SOURCE →
################
Sand Land, one of eastern Long Island’s best-known sand and gravel producers, confirmed on 5 October 2023 that it has stopped digging at its Noyac pit in Southampton Town and will transfer its administrative operations to nearby Wainscott, ending a years-long clash with residents and officials over the mine’s future 27East report.

The closure removes a high-profile industrial use from a largely residential corner of the South Fork but does not spell the end of the company’s presence on Long Island. By relocating to Wainscott, Sand Land intends to keep a foothold in the East End even as municipal leaders tighten the rules for extractive businesses.

For more than a decade Southampton Town and a coalition of civic groups pushed to halt mining at the 50-acre Noyac site, arguing the excavations threatened groundwater and undermined property values. Lawsuits and zoning challenges accumulated while Sand Land’s owner, East Hampton businessman John Tintle, fought to keep the pit open. The protracted legal tug-of-war became one of the region’s most closely watched land-use battles and set the stage for Thursday’s announcement, according to the town’s court filings cited by 27East Business News.
################
GIVEN REQUEST 1 → Reproduce the Sand Land article from "Sand Land, one" to "for extractive businesses.".
GIVEN REQUEST 2 → Condense the paragraph of the Sand Land article that begins "For more than a decade" into a bulleted list that keeps its main facts.
The entries that follow have no connection to the Sand Land article.
################
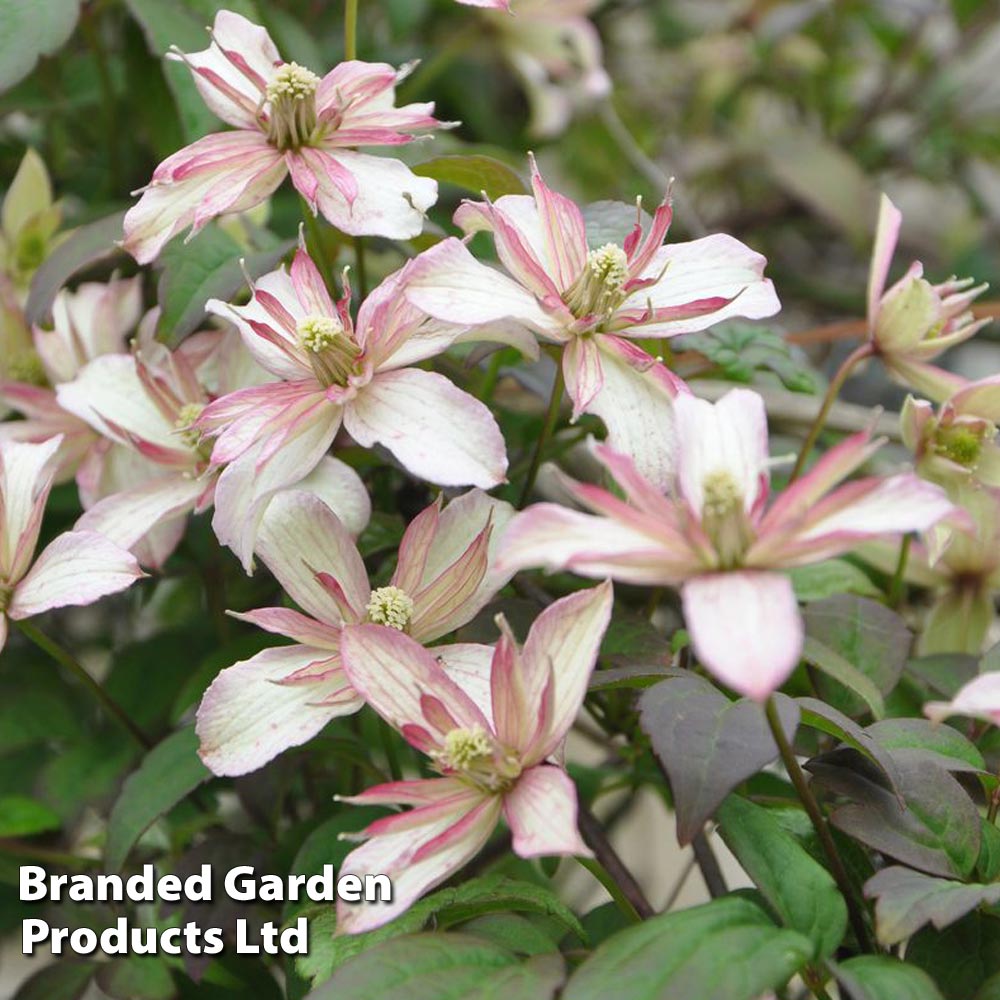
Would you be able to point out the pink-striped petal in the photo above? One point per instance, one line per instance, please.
(77, 568)
(418, 850)
(248, 715)
(436, 430)
(745, 628)
(395, 675)
(541, 811)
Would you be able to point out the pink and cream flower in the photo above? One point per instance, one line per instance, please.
(493, 722)
(148, 404)
(287, 120)
(958, 443)
(283, 696)
(979, 699)
(78, 567)
(913, 322)
(715, 535)
(334, 372)
(595, 302)
(92, 321)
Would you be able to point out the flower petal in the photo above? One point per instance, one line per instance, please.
(541, 811)
(394, 674)
(745, 628)
(728, 436)
(555, 538)
(564, 639)
(300, 536)
(248, 716)
(227, 172)
(76, 568)
(436, 430)
(390, 200)
(979, 699)
(418, 850)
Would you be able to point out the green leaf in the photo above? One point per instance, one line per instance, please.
(961, 958)
(941, 745)
(874, 977)
(868, 636)
(65, 980)
(137, 977)
(166, 23)
(802, 892)
(725, 950)
(208, 267)
(32, 28)
(475, 173)
(439, 966)
(85, 246)
(988, 863)
(488, 894)
(513, 932)
(707, 743)
(834, 665)
(612, 222)
(818, 715)
(938, 829)
(905, 900)
(740, 350)
(168, 773)
(24, 817)
(825, 579)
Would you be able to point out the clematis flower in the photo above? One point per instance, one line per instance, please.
################
TASK RESULT 1 →
Sand Land, one of eastern Long Island’s best-known sand and gravel producers, confirmed on 5 October 2023 that it has stopped digging at its Noyac pit in Southampton Town and will transfer its administrative operations to nearby Wainscott, ending a years-long clash with residents and officials over the mine’s future 27East report.

The closure removes a high-profile industrial use from a largely residential corner of the South Fork but does not spell the end of the company’s presence on Long Island. By relocating to Wainscott, Sand Land intends to keep a foothold in the East End even as municipal leaders tighten the rules for extractive businesses.

TASK RESULT 2 →
- For more than ten years, Southampton Town and a coalition of civic groups sought to stop mining at the 50-acre Noyac site.
- They argued that the excavations threatened groundwater and undermined property values.
- Lawsuits and zoning challenges accumulated while the owner, East Hampton businessman John Tintle, fought to keep the pit open.
- According to town court filings cited by 27East Business News, the prolonged legal dispute became one of the region's most closely watched land-use battles and set the stage for Thursday's announcement.